◆ EXTRACTED ENTRIES
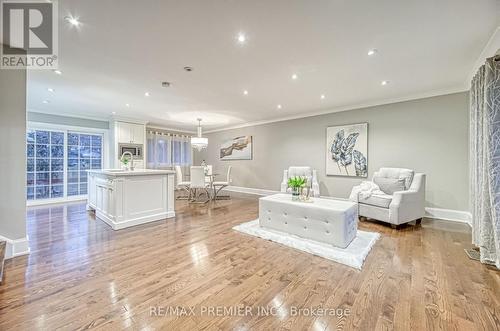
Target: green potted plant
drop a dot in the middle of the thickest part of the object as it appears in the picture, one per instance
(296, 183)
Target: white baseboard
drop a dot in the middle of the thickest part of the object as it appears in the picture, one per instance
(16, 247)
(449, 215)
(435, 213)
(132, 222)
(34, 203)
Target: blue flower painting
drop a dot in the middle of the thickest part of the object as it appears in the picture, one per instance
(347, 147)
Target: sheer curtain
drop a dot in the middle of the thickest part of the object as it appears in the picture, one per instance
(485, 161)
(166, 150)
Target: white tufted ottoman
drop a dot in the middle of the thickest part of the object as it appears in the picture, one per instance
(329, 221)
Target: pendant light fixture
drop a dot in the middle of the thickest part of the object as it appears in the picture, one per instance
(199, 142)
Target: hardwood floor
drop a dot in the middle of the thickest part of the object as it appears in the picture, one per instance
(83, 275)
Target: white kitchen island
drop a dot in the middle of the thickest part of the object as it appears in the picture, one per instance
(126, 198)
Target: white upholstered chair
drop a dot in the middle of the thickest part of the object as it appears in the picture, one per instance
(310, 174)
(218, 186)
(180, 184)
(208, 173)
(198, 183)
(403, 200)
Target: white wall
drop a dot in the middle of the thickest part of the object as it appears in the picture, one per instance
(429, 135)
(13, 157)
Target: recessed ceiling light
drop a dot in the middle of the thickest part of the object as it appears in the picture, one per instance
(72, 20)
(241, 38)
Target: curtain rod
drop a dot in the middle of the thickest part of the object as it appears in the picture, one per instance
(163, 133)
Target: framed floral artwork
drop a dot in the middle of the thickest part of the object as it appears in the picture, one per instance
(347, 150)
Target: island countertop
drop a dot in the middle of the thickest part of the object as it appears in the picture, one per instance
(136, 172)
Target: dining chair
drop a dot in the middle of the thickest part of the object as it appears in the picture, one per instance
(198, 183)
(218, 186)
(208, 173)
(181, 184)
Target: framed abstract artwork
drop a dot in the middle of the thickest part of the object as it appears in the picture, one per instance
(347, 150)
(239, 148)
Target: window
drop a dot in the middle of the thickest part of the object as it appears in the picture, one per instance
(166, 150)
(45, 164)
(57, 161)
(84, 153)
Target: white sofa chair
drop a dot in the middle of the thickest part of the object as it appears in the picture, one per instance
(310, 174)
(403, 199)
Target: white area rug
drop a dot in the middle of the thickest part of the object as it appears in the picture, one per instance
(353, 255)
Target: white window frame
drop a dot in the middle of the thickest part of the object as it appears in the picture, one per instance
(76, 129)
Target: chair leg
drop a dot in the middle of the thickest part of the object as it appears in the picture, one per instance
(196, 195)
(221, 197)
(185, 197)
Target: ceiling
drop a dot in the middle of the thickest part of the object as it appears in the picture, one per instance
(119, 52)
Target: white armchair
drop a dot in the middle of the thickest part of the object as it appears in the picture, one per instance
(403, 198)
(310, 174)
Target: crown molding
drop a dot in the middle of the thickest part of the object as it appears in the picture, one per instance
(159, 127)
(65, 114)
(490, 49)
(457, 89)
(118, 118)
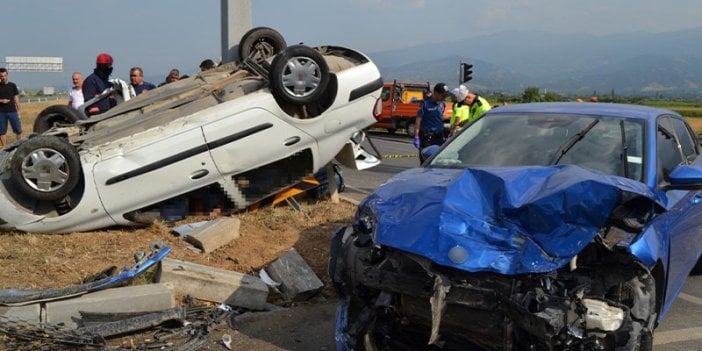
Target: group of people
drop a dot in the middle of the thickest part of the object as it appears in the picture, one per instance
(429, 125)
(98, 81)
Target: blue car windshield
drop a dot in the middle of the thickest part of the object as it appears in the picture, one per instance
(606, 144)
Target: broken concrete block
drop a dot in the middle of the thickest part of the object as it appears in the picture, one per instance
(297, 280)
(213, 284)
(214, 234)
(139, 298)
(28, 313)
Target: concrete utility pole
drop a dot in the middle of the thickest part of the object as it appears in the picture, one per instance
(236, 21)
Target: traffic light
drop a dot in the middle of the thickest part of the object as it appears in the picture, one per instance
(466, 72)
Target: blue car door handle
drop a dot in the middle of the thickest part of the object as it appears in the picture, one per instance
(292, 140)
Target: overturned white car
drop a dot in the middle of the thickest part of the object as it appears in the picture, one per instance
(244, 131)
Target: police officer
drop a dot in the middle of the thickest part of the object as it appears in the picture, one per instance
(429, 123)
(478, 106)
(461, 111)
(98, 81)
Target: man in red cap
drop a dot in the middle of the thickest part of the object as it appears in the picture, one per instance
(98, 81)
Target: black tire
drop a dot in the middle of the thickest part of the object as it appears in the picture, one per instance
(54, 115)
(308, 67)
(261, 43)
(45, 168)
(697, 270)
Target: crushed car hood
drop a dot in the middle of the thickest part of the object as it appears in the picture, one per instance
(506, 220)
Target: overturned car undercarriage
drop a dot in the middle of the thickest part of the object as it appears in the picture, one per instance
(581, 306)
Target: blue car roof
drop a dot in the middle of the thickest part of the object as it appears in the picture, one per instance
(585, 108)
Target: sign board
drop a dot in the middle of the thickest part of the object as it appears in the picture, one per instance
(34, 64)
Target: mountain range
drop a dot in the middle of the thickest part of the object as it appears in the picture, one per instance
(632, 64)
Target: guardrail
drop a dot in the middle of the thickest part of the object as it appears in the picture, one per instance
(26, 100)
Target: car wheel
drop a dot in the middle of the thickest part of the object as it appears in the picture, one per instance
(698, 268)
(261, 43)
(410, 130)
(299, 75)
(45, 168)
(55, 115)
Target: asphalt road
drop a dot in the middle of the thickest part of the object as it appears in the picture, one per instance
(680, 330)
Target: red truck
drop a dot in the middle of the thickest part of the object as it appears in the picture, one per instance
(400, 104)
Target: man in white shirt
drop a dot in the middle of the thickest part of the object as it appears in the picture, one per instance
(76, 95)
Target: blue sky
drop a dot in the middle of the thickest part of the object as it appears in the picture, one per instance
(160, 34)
==
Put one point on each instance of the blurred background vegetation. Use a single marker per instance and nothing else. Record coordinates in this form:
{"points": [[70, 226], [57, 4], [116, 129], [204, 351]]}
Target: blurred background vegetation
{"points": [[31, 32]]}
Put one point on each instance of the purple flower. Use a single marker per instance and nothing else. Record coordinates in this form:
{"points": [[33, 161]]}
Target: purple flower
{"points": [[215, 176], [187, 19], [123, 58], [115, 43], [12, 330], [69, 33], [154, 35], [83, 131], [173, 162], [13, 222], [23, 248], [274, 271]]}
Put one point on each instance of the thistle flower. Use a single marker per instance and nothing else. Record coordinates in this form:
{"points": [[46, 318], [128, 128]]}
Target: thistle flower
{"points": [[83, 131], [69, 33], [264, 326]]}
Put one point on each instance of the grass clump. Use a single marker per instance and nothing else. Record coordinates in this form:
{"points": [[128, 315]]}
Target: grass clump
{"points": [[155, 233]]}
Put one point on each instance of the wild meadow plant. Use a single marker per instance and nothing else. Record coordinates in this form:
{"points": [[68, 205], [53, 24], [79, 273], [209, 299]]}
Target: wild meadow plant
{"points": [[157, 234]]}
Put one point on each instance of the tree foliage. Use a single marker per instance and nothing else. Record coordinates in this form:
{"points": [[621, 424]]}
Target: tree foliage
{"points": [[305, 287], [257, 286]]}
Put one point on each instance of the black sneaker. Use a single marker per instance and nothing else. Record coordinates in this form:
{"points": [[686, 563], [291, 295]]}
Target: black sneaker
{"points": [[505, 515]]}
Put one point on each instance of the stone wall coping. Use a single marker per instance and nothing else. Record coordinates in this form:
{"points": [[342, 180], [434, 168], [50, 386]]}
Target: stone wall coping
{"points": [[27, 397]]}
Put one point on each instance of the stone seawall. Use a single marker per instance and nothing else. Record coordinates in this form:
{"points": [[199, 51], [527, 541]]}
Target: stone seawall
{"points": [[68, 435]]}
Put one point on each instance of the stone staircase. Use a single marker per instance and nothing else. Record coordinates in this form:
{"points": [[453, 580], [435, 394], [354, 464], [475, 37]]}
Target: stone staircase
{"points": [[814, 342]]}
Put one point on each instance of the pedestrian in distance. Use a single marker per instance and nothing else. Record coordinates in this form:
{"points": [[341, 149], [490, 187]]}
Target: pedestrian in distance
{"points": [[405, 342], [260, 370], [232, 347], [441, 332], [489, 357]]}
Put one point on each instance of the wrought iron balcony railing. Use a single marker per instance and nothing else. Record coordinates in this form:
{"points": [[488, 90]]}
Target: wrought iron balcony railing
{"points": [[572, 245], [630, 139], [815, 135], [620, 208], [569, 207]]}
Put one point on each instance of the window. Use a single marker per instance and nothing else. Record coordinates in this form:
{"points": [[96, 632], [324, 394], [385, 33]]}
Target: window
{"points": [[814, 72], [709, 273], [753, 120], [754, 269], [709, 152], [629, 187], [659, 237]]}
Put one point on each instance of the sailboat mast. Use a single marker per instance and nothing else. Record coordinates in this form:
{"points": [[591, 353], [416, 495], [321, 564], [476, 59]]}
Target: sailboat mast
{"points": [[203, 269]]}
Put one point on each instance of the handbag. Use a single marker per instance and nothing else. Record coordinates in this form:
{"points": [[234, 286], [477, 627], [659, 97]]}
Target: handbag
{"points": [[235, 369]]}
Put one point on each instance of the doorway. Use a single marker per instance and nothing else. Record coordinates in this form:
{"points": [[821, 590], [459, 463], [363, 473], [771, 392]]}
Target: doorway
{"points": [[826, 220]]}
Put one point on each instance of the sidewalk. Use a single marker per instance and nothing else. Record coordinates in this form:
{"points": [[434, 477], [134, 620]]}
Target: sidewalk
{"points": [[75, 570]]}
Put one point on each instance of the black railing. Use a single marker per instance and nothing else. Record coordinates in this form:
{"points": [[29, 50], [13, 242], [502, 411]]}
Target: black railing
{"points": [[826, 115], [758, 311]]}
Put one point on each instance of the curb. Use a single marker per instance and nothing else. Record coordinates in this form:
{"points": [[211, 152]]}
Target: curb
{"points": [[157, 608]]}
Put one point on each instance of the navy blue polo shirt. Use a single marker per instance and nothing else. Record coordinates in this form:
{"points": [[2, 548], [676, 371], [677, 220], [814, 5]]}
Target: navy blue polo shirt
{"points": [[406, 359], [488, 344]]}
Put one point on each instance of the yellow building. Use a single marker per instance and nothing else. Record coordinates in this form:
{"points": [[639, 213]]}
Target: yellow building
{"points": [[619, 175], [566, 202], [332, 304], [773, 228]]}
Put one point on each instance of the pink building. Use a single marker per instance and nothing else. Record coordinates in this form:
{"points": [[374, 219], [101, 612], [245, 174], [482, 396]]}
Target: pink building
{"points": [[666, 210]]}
--
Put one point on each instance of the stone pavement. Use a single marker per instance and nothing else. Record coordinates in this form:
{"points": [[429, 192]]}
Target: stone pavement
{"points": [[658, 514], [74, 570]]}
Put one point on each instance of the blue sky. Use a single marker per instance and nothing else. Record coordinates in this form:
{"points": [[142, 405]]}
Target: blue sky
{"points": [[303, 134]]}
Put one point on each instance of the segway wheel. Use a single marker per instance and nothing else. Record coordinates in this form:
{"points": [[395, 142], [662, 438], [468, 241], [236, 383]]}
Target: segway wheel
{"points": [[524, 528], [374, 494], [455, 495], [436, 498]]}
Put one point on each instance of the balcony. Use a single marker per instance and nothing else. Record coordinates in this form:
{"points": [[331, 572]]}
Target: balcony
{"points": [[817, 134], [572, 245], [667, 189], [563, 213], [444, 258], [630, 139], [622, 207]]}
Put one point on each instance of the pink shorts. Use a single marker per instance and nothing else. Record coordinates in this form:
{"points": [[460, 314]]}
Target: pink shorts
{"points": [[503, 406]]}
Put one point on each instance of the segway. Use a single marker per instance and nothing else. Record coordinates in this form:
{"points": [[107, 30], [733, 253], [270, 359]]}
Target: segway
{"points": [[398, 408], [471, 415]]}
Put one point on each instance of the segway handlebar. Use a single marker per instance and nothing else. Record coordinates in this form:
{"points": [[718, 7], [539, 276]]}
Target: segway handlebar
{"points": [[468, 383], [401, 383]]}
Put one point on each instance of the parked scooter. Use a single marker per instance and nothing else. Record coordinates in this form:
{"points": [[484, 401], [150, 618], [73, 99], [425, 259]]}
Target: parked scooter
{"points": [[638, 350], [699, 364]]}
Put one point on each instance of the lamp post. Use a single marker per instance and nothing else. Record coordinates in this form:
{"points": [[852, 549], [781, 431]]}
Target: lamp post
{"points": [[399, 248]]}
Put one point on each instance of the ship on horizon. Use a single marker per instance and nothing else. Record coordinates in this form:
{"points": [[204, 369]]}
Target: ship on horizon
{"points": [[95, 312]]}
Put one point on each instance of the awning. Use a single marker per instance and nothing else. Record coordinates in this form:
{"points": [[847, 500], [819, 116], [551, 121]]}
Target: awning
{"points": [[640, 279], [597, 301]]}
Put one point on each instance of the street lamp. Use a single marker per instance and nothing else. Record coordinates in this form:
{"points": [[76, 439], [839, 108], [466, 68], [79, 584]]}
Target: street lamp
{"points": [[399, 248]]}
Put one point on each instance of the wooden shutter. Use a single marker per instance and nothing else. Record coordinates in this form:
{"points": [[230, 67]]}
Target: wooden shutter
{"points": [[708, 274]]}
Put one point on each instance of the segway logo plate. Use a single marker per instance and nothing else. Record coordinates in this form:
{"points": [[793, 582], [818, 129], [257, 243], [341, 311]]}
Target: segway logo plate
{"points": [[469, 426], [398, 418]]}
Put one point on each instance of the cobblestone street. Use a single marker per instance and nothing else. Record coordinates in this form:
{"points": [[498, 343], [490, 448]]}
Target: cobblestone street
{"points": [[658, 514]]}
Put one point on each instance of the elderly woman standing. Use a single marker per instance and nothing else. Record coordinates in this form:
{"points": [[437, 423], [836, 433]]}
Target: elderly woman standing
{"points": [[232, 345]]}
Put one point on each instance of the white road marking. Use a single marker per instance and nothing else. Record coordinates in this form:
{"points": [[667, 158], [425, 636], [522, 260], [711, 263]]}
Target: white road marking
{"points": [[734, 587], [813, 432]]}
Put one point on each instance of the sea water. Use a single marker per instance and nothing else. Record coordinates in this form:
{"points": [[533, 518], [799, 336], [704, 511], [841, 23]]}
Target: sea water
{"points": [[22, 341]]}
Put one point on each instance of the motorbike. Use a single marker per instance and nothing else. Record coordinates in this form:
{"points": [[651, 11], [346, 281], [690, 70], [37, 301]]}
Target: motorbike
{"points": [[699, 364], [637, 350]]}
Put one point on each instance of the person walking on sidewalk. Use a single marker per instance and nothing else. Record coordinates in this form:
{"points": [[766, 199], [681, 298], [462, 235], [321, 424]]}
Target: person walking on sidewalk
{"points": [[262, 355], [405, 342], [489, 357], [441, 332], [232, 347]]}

◆ WHAT IS ASKED
Pull out each line of the entries above that contains the word "navy".

◆ TASK RESPONSE
Put one point on each instance of the navy blue polo shirt. Use a single marker per instance and nothing else. Record coordinates in this form:
Target: navy blue polo shirt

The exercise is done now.